Job: Write out the material exactly, leaving every picture behind.

┌──

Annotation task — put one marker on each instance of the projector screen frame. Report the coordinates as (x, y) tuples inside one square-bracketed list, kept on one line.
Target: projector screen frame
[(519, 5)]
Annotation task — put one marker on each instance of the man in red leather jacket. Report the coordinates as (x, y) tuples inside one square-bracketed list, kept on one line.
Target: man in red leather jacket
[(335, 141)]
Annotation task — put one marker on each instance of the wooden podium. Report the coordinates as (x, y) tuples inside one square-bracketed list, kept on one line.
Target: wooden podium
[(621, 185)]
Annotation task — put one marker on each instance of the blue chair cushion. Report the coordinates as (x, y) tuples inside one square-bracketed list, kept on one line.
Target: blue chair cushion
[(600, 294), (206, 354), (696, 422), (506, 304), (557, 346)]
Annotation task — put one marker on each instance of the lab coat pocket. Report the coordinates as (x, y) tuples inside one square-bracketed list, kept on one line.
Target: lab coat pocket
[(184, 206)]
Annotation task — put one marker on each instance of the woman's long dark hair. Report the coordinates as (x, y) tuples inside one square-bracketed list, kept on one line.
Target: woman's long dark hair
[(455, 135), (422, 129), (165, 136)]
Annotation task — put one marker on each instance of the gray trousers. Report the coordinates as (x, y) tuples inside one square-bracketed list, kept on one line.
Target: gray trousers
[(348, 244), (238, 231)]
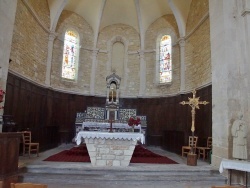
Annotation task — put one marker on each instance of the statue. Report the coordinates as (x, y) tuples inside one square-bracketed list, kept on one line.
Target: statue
[(239, 133)]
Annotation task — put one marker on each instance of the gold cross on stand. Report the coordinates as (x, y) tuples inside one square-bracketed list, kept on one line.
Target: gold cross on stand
[(194, 103)]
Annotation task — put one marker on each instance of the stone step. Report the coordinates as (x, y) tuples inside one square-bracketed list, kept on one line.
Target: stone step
[(45, 174)]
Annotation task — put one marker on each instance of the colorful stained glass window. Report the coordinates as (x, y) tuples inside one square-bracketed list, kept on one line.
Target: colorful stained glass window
[(165, 71), (70, 55)]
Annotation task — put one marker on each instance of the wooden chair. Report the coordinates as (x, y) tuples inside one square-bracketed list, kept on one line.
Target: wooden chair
[(187, 149), (27, 185), (29, 146), (203, 151)]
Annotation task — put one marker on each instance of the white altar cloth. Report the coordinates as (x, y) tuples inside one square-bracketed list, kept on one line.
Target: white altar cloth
[(89, 124), (105, 135), (234, 165)]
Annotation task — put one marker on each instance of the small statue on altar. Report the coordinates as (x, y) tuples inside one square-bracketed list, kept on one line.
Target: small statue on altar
[(112, 93), (239, 133)]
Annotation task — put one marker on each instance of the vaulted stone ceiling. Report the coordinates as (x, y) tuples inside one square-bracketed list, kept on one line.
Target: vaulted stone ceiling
[(137, 13)]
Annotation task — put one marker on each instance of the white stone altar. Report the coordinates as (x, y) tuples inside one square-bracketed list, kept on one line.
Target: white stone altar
[(110, 149)]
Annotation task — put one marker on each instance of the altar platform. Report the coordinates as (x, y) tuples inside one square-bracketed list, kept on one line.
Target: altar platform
[(110, 149), (139, 175)]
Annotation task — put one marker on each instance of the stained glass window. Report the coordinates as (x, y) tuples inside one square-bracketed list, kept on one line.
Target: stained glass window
[(70, 55), (165, 71)]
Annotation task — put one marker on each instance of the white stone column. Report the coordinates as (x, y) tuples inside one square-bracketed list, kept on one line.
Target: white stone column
[(246, 17), (7, 20), (52, 37), (93, 72), (227, 36), (183, 66), (142, 74)]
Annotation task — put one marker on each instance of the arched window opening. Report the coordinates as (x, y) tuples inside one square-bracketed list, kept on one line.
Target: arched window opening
[(165, 58), (70, 55)]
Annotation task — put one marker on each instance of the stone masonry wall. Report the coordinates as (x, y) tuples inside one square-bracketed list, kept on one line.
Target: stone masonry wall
[(130, 82), (30, 42), (29, 45), (198, 47), (42, 10)]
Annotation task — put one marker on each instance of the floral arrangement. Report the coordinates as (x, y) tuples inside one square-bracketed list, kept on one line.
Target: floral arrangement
[(134, 121)]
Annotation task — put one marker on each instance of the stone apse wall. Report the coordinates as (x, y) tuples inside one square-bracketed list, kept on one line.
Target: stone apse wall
[(29, 54)]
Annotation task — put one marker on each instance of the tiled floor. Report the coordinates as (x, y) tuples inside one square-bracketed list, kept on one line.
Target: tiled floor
[(159, 182)]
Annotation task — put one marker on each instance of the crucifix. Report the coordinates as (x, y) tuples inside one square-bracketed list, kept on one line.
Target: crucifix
[(111, 120), (194, 103)]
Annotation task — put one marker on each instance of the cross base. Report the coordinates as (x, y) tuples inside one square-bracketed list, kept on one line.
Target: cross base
[(192, 159)]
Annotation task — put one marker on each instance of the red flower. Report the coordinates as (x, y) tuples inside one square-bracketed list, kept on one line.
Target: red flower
[(132, 121)]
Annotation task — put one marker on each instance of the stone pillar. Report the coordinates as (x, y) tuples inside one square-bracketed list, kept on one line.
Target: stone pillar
[(142, 74), (7, 20), (93, 72), (229, 73), (52, 37), (183, 66)]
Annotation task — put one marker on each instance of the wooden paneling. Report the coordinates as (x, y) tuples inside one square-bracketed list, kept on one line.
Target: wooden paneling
[(36, 107), (9, 153)]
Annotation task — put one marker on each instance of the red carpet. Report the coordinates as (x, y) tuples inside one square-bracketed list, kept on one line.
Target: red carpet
[(80, 154)]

└──

Exercise solution:
Annotation task — put one marker on each instance of the projector screen frame. Report the coordinates as (x, y) tuples inside one square-bracketed list, kept on one line.
Target: projector screen frame
[(519, 5)]
Annotation task — put one marker on each instance of the man in red leather jacket. Report the coordinates as (x, y) tuples inside one square-bracketed list, kept on one line.
Target: man in red leather jacket
[(335, 141)]
Annotation task — put one marker on each instance of the wooden podium. Report the coordinates as (x, y) tuples inside one square-bracketed list, kept on one line.
Target: wooden podium
[(621, 185)]
Annotation task — put one marker on each instance of the blue chair cushion. Report the coordinates as (x, y) tuples inside one square-bracketed list, kept on one line.
Target: blue chair cushion
[(600, 294), (206, 354), (696, 422), (506, 304), (557, 346)]
Annotation task — put one marker on each instance of the lab coat pocket. Report the coordinates as (x, y) tuples inside one square-bracketed list, kept on one line.
Target: lab coat pocket
[(184, 206)]
Annotation task — put one marker on each instance of the woman's long dark hair. Report the coordinates as (x, y) tuples inside one square-bracketed list, kept on one line.
Target: woman's long dark hair
[(455, 135), (422, 129), (165, 136)]
Annotation task — put one marker on each instance of the gray trousers. Report the coordinates as (x, y) tuples inside one square-bracketed list, kept on one line.
Target: gray trousers
[(348, 244), (238, 231)]
Annotation task — put one marker on each instance of the statue. Report the coordinates as (x, y) tuples inside one square-bracketed list, kept on one line.
Target: statue
[(239, 133)]
Annotation task — put one marker on each instance of the gold cross on stand. Report the coordinates as (x, y) tuples inside one square-bracketed list, kept on one line.
Target: gold cross on stand
[(194, 103)]
Annotation task — put one marker on each instance of the stone step. Report the coordinates as (x, y) tuples inside one square-bracketed list, kept on one line.
Target: stone step
[(45, 174)]
Annotation task — put one marker on each instance of the colorful stained glass window. Report the coordinates as (x, y) tuples inside one square-bracketed list, kept on one line.
Target: colorful stained glass window
[(165, 71), (70, 55)]
Annotation task — put one marker on each instance of the wooden chair. Report the coordinates as (x, y) tuples inside one square-bracketed list, kept on one line.
Target: wooden chair
[(187, 149), (27, 185), (29, 146), (203, 151)]
Annotation task — put one marker on each instance of the white altar cloth. Report the coordinates as (x, y) tuples inside one square-bracketed list, kept on one line.
Target: white altar cloth
[(89, 124), (105, 135), (234, 165)]
Annotation task — put one marker on each instance of the small statue on altar. Report the coordinates as (x, y) tuples inside one square-bracketed list, kept on one line.
Target: small statue on altar
[(112, 93), (239, 133)]
Annotation task — put one marker on each instance of the vaulted stone ceiling. Report the coordinates as (x, y) tuples inside one square-bracketed list, kept on one line.
Target: vaulted stone ceiling
[(137, 13)]
Annotation task — put one marker on each instance of the white stone altar. Report the coordinates as (x, y) tuples inside one square-bracketed list, kept on one line.
Target: white stone altar
[(110, 149)]
Annotation task — put one marker on each instance of the altar platform. Report the coordinates as (x, y) tuples inside one square-bracketed list, kept on one line.
Target: altar platform
[(110, 149), (139, 175)]
Annotation task — put one marker on each instance of the stained glass window. Report the coordinates as (x, y) tuples inside one square-bracketed list, kept on one line.
Target: stained glass window
[(70, 55), (165, 71)]
Annotation task — put one marker on each instance of the white stone column. Report the coordinates as (x, y) tuples inside one square-bracketed list, kept on one line.
Target: white stone column
[(246, 17), (7, 20), (52, 37), (93, 72), (227, 36), (183, 66), (142, 74)]
Annotation task — put one marker on each instance of the arched window opening. Report the coordinates as (x, y) tuples inside one square-bracketed list, kept on one line.
Target: arched window opening
[(165, 58), (70, 55)]
Annotation task — put one marker on each instance of the stone masonry wall. Report the coordinates as (x, y) tuples inside one square-bracketed list, kept on one line.
Target: stone masonry wall
[(130, 82), (30, 42), (29, 45), (198, 47), (42, 10)]
Annotation task — put one marker on each instance of the floral arrangement. Report the coordinates as (x, y) tuples inside one square-bracketed list, kept on one line.
Target: floral arrangement
[(134, 121)]
Annotation task — put one marker on each instance of the stone apse wall. Report the coordinates as (x, y) tuples inside one square-bracketed list, kept on one line.
Target: stone apse wall
[(29, 54)]
Annotation task — put one marker on each instance of the tiled floor. Report the coordinates as (x, y) tuples inside one square-bracketed list, kept on one line.
Target: tiled floor
[(159, 182)]
Annotation task — put one marker on each instance of the crucifix. Report the coordinates as (x, y) tuples inside one square-bracketed list, kept on one line.
Target: crucifix
[(111, 120), (194, 103)]
Annotation task — put one marker on each instance of the cross base. Report the coordinates as (x, y) tuples inside one square-bracketed list, kept on one line.
Target: cross base
[(192, 159)]
Annotation task — put one marker on each instance of the red flower. Report the coordinates as (x, y) tuples inside one square-bracketed list, kept on one line.
Target: red flower
[(132, 121)]
Annotation task — put one marker on each instance of the stone pillar. Report the coordinates as (x, y) tuples inside one square-bracketed list, kept on one line.
Target: stone pillar
[(142, 74), (7, 20), (93, 72), (229, 73), (52, 37), (183, 66)]
Annotation task — put one marker on each instance of the wooden paneling. Report the coordinates as (x, y) tuples inside one square-bracketed list, kept on one line.
Target: wooden paneling
[(36, 107), (9, 153)]
Annotation task — put one marker on each instance of the red carpet. Report the coordinates as (x, y) tuples inside one square-bracketed list, kept on one line.
Target: red carpet
[(80, 154)]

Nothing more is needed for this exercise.